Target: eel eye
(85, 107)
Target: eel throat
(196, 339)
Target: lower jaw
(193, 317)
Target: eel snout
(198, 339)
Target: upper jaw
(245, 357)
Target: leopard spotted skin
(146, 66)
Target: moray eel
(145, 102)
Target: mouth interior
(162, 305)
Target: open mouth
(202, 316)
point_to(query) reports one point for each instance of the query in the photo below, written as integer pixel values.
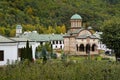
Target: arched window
(81, 48)
(88, 48)
(93, 47)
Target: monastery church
(78, 40)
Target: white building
(8, 50)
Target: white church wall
(9, 51)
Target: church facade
(79, 40)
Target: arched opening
(81, 48)
(88, 48)
(93, 47)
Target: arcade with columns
(79, 40)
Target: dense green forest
(54, 13)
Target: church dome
(76, 16)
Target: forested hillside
(45, 13)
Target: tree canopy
(111, 34)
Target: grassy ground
(73, 68)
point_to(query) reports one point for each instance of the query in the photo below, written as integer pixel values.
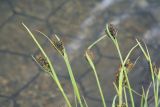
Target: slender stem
(102, 37)
(75, 87)
(97, 79)
(53, 74)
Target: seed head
(112, 30)
(90, 54)
(58, 44)
(43, 62)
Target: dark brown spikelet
(90, 54)
(123, 105)
(43, 62)
(112, 30)
(59, 45)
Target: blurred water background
(78, 23)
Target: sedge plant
(121, 83)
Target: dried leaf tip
(111, 30)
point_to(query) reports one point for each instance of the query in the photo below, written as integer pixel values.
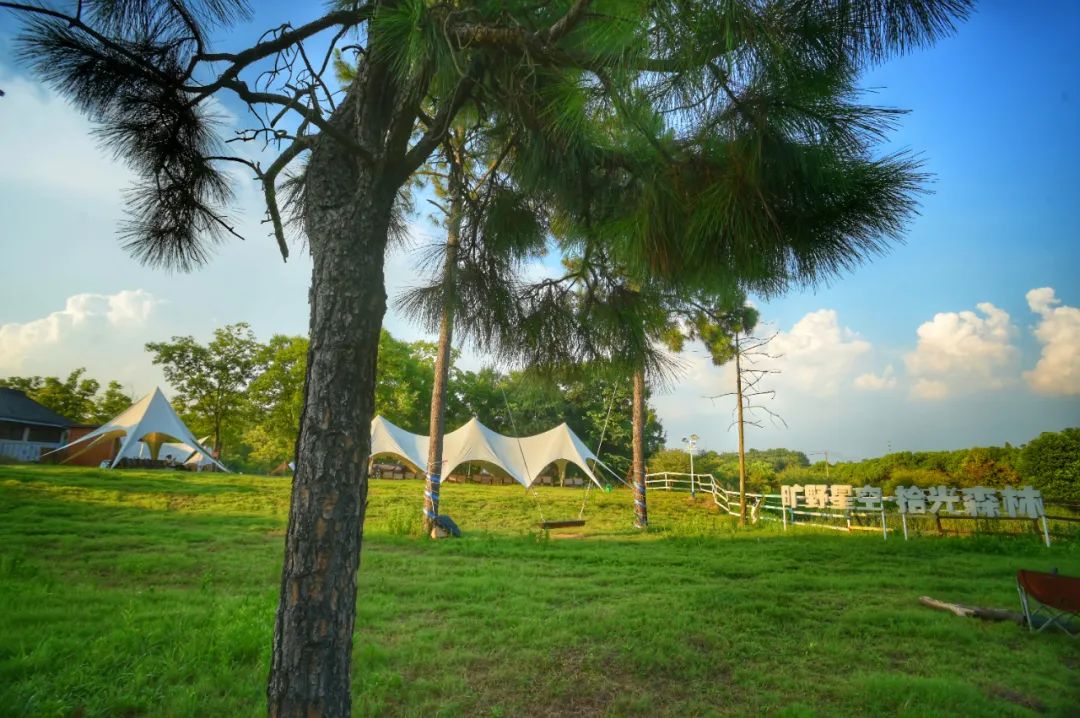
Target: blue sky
(936, 344)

## GOAL OF THE EXERCISE
Write out all of the items above again, substituting "Query" for every "Target" and changing nothing else. Leave the pictures out.

## SOLUTION TO THE PROBLEM
Query: eel eye
(85, 107)
Query: eel throat
(196, 339)
Query: lower jaw
(193, 317)
Query: eel snout
(198, 339)
Query: upper jaw
(245, 357)
Query: leopard spotted skin
(146, 66)
Query: moray eel
(145, 102)
Query: mouth interior
(162, 305)
Query: open mouth
(202, 316)
point_to(query) reports one point for each instance of the query in the photo below, written as integer pixel values.
Query: arched window
(81, 48)
(88, 48)
(93, 47)
Query: monastery church
(78, 40)
Query: white building
(8, 50)
Query: white church wall
(9, 51)
Query: church facade
(79, 40)
Query: arched opening
(81, 48)
(88, 48)
(93, 47)
Query: arcade with columns
(79, 40)
Query: dense green forest
(54, 13)
Query: church dome
(76, 16)
Query: forested hillside
(45, 13)
Query: tree canopy
(111, 34)
Query: grassy ground
(73, 68)
point_to(query) reports one point for each instance of the query in the photo below, written as integer pixel values.
Query: slender stem
(102, 37)
(75, 87)
(97, 79)
(53, 74)
Query: seed head
(112, 30)
(90, 54)
(58, 44)
(43, 62)
Query: dark brown spikelet
(90, 54)
(123, 105)
(43, 62)
(112, 30)
(59, 45)
Query: blurred water background
(78, 23)
Query: sedge plant
(121, 83)
Query: dried leaf tip
(111, 30)
point_to(query) reports one point for each instance of the query in the photo below, written as integer pixel values.
Query: blue sky
(936, 344)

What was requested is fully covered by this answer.